SOURCE PASSAGE:
GitHub and other sources have reported more than 50% of developers adopting AI Assisted-development during 2023. What these sources haven’t reported is how the composition of code changes when AI is used.
We examine 4 years worth of data, encompassing more than 150m changed lines of code, to determine how AI Assistants influence the quality of code being written. We find a substantial uptick in churn code, and a concerning decrease in code reuse.
2023 marked the coming out party for GitHub Copilot. In less than two years’ time, the AI programming assistant shot from “prototype” to “cornerstone”, used by millions of developers across hundreds of thousands of businesses. Its unprecedented growth defines a new era in “how code gets written.”
GitHub has published several insightful pieces of research on the growth and impact of AI on software development. Among their findings is that developers write code “55% faster” when using Copilot. This profusion of LLM-generated code begs the question: how does the code quality & maintainability compare to what would have been written by a human? Is it more similar to the careful, refined contributions of a Senior Developer, or more akin to the disjointed work of a short-term contractor?
To investigate, GitClear analyzed ~153 million changed lines of code, authored between January 2020 and December 2023A1. This is the largest known database of highly structured code change data that has been used to evaluate code quality differencesA2.
We find disconcerting trends for maintainability. Code churn—the percentage of lines that are reverted or updated less than two weeks after being authored—is projected to double in 2024 compared to its 2021, pre-AI baseline. We further find that the percentage of “added code” and “copy/pasted code” is increasing in proportion to “updated”, “deleted”, and “moved” code. In this regard, code generated during 2023 more resembles an itinerant contributor, prone to violate the DRY-ness of the repos visited.
We conclude with suggestions for managers seeking to maintain high code quality in spite of the forces currently opposing it.
Code Churn by Year
…GitClear’s data is split about 2⁄3rds private corporations that have opted in to anonymized data sharing, and 1⁄3rd open source projects (mostly those run by Google, Facebook, and Microsoft). In addition to the code operation data, GitClear’s data set also segments and excludes lines if they exist within auto-generated files, subrepo commits, and other exclusionary criteria enumerated in this documentation. As of January 2024, that documentation suggests that a little less than half of the “lines changed” by a conventional git stats aggregator (eg. GitHub) would qualify for analysis among the 150m lines in this study. The study does include commented lines—future research could compare comment vs. non-comment lines. It could also compare “test code” vs “other types of code”, which probably influences the levels of copy/paste.

THINGS TO DO:
a) Could you condense the paragraph in the passage on AI and code quality that begins "We find disconcerting trends for maintainability" into a short bulleted list that keeps its main facts?
b) Can you copy the passage on AI and code quality between "GitHub has published" and "a short-term contractor?", inclusive, swapping "short-term contractor" for "temporary freelancer"?

DATA EXTRACT:
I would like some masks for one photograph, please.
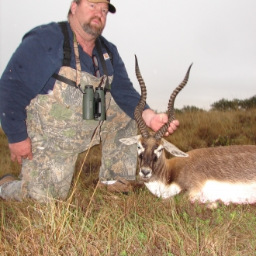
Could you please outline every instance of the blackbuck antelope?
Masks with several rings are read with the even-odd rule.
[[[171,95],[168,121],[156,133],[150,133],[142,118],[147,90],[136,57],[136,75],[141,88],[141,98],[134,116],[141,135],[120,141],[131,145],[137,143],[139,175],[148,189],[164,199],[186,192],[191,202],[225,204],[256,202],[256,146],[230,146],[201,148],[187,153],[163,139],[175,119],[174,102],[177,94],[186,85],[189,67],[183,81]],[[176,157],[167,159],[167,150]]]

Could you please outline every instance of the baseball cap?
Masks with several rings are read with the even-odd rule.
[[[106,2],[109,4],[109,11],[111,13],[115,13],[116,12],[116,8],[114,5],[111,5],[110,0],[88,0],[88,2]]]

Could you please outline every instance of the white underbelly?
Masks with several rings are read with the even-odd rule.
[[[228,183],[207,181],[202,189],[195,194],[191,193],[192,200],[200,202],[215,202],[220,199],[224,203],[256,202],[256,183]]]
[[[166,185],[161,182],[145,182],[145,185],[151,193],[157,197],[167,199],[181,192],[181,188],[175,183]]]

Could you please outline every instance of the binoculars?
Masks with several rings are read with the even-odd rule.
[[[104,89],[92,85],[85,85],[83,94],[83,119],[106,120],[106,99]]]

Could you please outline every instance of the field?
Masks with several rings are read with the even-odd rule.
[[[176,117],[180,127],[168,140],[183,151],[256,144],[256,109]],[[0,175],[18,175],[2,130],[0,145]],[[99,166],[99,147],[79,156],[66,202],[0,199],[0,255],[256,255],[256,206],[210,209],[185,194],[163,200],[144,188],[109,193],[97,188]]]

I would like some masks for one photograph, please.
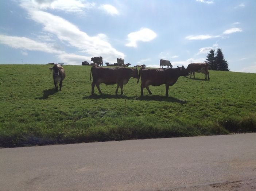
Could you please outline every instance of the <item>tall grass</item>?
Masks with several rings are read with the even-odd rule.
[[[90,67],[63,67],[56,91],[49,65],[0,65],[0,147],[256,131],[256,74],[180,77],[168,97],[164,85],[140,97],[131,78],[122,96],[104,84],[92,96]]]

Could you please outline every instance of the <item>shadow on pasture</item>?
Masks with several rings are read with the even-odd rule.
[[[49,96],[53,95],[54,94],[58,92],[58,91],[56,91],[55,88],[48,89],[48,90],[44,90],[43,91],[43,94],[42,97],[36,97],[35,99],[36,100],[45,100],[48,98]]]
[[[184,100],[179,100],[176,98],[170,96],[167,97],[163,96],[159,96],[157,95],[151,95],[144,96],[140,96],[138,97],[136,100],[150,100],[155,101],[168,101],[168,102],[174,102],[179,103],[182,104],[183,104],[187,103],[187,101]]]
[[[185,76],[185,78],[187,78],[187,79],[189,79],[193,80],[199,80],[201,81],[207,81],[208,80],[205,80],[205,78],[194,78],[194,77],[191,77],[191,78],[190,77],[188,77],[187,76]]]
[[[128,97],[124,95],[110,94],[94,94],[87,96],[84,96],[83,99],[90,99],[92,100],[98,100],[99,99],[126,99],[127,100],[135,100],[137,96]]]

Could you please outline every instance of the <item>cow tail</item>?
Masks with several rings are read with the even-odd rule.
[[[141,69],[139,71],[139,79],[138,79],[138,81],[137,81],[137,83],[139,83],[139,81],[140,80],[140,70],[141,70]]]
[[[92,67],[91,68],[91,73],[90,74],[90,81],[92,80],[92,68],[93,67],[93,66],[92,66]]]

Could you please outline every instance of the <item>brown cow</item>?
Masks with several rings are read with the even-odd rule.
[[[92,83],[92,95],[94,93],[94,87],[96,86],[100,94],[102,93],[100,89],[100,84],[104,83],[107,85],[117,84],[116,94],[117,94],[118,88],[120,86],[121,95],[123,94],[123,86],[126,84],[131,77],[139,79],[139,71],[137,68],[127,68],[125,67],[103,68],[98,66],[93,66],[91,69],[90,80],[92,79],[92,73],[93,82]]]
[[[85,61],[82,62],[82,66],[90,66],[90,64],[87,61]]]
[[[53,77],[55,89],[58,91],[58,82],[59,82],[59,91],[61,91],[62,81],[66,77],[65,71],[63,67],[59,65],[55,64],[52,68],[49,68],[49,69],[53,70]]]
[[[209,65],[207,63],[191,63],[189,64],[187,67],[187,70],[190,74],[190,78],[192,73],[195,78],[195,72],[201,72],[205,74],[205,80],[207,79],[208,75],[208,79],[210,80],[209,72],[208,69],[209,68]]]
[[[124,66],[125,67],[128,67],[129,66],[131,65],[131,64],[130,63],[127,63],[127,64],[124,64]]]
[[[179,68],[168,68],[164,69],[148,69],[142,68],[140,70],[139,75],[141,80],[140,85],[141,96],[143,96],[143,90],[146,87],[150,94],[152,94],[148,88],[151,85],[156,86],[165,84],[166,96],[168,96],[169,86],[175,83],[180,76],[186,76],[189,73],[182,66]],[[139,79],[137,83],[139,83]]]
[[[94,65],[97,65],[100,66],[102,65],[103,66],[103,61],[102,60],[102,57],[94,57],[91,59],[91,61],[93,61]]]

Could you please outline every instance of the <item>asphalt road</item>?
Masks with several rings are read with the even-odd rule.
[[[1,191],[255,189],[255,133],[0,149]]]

TASK-BY-TASK SOLUTIONS:
a)
- The trends for maintainability are disconcerting.
- Code churn is the percentage of lines reverted or updated less than two weeks after being written. It is projected to double in 2024 compared with its 2021, pre-AI baseline.
- "Added code" and "copy/pasted code" are growing in proportion to "updated," "deleted," and "moved" code.
- Code generated during 2023 more resembles an itinerant contributor, prone to violate the DRY-ness of the repos visited.

b)
GitHub has published several insightful pieces of research on the growth and impact of AI on software development. Among their findings is that developers write code “55% faster” when using Copilot. This profusion of LLM-generated code begs the question: how does the code quality & maintainability compare to what would have been written by a human? Is it more similar to the careful, refined contributions of a Senior Developer, or more akin to the disjointed work of a temporary freelancer?